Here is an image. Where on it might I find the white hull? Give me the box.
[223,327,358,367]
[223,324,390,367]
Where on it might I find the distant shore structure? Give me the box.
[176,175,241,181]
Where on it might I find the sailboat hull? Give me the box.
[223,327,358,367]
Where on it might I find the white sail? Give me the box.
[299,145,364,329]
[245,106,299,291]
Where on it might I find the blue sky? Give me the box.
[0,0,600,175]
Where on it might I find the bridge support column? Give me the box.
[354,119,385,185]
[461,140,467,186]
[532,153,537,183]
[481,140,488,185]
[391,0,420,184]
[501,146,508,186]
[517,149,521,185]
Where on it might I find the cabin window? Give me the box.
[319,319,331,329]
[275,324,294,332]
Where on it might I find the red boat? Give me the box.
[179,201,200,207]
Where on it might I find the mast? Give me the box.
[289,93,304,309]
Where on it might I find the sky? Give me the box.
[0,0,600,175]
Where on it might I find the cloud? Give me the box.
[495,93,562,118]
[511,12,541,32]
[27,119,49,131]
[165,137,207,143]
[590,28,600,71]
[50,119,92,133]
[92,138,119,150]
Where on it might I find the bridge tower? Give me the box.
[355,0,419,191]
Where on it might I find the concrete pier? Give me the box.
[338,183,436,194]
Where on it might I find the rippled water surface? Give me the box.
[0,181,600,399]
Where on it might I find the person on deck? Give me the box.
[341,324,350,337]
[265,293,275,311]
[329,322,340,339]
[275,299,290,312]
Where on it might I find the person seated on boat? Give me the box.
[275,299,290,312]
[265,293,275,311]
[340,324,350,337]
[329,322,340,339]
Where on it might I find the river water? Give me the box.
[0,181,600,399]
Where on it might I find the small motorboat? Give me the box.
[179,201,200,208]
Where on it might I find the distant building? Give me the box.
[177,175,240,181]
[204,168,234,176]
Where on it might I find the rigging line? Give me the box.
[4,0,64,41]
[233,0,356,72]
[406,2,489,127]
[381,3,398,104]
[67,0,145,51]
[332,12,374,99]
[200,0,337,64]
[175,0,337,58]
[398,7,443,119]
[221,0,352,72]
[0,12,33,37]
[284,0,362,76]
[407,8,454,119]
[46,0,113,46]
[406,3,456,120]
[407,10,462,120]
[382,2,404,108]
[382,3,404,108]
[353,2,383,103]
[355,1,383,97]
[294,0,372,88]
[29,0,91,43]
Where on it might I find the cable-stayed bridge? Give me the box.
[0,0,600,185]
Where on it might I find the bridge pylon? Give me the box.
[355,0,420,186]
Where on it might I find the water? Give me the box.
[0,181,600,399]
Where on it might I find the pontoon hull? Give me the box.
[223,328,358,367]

-------------------------

## Work required
Copy out word for word the entries that start at the line containing "Where on it might I find the river" and run to the end of the entries, including both the first and the last line.

## Correct result
Where on it might I find the river water? Give me the box.
[0,181,600,399]
Where on it might I find the small motorboat? Give me the box.
[179,201,200,208]
Where on it might I find the distant building? Give me the box.
[177,175,240,181]
[204,168,234,176]
Where on it might I find the rigging line? Give me the box.
[4,0,64,41]
[233,0,356,72]
[406,2,489,127]
[381,3,398,104]
[67,0,145,51]
[332,12,374,99]
[200,0,337,64]
[175,0,337,58]
[398,7,443,119]
[221,0,352,72]
[0,12,33,37]
[284,0,362,76]
[407,8,454,119]
[46,0,113,46]
[406,3,456,120]
[407,10,462,120]
[382,2,404,108]
[382,3,404,108]
[353,2,383,103]
[355,1,383,97]
[294,0,372,88]
[29,0,91,43]
Where on it might I find the cable-stayed bridge? Give me the box.
[0,0,600,185]
Where on it might I find the bridge pylon? Give me the box.
[355,0,420,186]
Where on it might I find the water? Give me the box.
[0,181,600,399]
Where on it might I find the pontoon hull? Give me the box.
[223,328,358,367]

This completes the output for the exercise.